◆ Assigned task:
Below are records; how many of their lines contain "trace"? Answer with only the number.
(Beginning of Data for review)
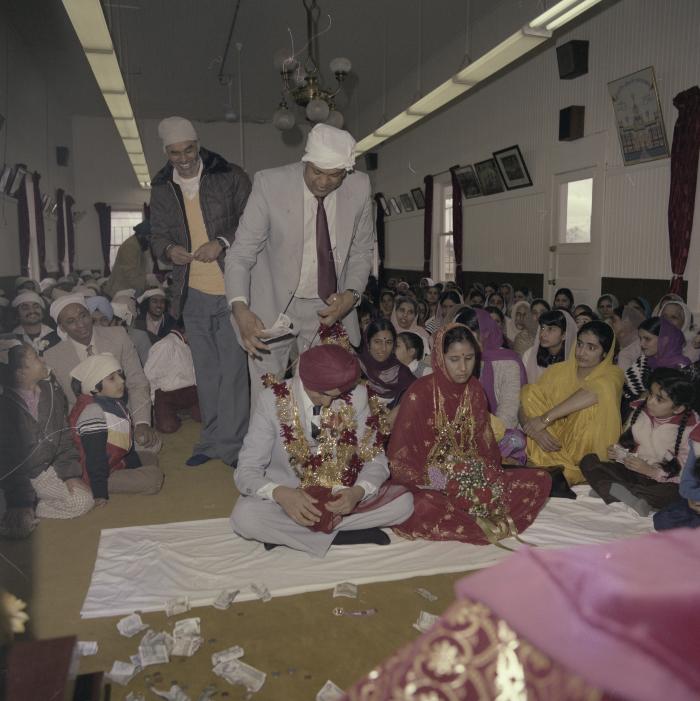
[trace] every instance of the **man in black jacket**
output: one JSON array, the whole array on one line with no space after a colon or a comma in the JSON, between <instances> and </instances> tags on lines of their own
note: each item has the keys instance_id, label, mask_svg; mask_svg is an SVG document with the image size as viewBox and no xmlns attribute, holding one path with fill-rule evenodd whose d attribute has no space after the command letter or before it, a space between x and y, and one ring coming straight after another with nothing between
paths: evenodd
<instances>
[{"instance_id":1,"label":"man in black jacket","mask_svg":"<svg viewBox=\"0 0 700 701\"><path fill-rule=\"evenodd\" d=\"M236 465L248 427L247 361L231 326L224 258L250 194L237 165L200 148L192 124L168 117L158 125L168 163L153 179L151 246L173 264L170 313L184 318L192 350L202 433L190 467L219 458Z\"/></svg>"}]
</instances>

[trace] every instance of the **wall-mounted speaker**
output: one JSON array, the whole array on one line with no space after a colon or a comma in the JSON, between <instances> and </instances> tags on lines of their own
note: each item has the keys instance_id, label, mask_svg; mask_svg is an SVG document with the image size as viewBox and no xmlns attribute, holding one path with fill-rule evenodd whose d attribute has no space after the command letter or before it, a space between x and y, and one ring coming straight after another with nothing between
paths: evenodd
<instances>
[{"instance_id":1,"label":"wall-mounted speaker","mask_svg":"<svg viewBox=\"0 0 700 701\"><path fill-rule=\"evenodd\" d=\"M588 42L581 39L557 46L559 77L571 80L588 73Z\"/></svg>"},{"instance_id":2,"label":"wall-mounted speaker","mask_svg":"<svg viewBox=\"0 0 700 701\"><path fill-rule=\"evenodd\" d=\"M70 158L68 146L56 146L56 163L60 166L67 166Z\"/></svg>"},{"instance_id":3,"label":"wall-mounted speaker","mask_svg":"<svg viewBox=\"0 0 700 701\"><path fill-rule=\"evenodd\" d=\"M377 153L366 153L365 154L365 169L366 170L377 170L379 167L379 154Z\"/></svg>"},{"instance_id":4,"label":"wall-mounted speaker","mask_svg":"<svg viewBox=\"0 0 700 701\"><path fill-rule=\"evenodd\" d=\"M571 105L559 110L559 141L575 141L583 137L585 116L584 105Z\"/></svg>"}]
</instances>

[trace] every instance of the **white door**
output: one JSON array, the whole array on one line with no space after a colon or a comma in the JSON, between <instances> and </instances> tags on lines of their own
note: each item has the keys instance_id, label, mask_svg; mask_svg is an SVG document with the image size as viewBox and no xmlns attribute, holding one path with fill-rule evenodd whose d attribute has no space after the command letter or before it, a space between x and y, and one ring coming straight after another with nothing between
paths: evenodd
<instances>
[{"instance_id":1,"label":"white door","mask_svg":"<svg viewBox=\"0 0 700 701\"><path fill-rule=\"evenodd\" d=\"M576 304L595 307L600 296L605 134L556 147L546 297L568 287Z\"/></svg>"}]
</instances>

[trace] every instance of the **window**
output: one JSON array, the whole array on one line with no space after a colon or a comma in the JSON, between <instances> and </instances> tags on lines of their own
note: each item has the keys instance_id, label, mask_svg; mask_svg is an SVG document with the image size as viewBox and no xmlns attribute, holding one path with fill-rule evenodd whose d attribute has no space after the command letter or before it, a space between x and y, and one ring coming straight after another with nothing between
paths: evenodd
<instances>
[{"instance_id":1,"label":"window","mask_svg":"<svg viewBox=\"0 0 700 701\"><path fill-rule=\"evenodd\" d=\"M559 188L559 243L590 243L593 178L572 180Z\"/></svg>"},{"instance_id":2,"label":"window","mask_svg":"<svg viewBox=\"0 0 700 701\"><path fill-rule=\"evenodd\" d=\"M114 211L112 210L112 236L109 243L109 267L114 267L119 246L133 236L134 227L143 221L141 210Z\"/></svg>"},{"instance_id":3,"label":"window","mask_svg":"<svg viewBox=\"0 0 700 701\"><path fill-rule=\"evenodd\" d=\"M440 280L455 279L455 248L452 239L452 187L445 187L442 195L438 262Z\"/></svg>"}]
</instances>

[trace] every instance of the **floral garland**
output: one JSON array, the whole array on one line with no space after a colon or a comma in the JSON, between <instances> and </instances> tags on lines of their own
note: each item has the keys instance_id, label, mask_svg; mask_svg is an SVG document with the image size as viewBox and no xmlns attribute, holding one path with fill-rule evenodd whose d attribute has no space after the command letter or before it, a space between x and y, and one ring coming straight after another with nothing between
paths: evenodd
<instances>
[{"instance_id":1,"label":"floral garland","mask_svg":"<svg viewBox=\"0 0 700 701\"><path fill-rule=\"evenodd\" d=\"M275 395L280 435L289 456L289 463L303 487L351 487L365 462L372 460L384 447L386 425L376 412L376 398L370 398L370 413L365 421L362 439L357 439L357 416L350 393L338 397L341 405L335 411L321 411L318 450L314 452L306 440L299 419L299 407L287 382L273 375L263 377L265 387Z\"/></svg>"},{"instance_id":2,"label":"floral garland","mask_svg":"<svg viewBox=\"0 0 700 701\"><path fill-rule=\"evenodd\" d=\"M322 345L340 346L353 355L355 353L350 339L348 338L348 332L339 321L336 321L335 324L331 324L330 326L321 324L318 327L318 337L321 339Z\"/></svg>"}]
</instances>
(End of Data for review)
◆ Answer for this exercise:
5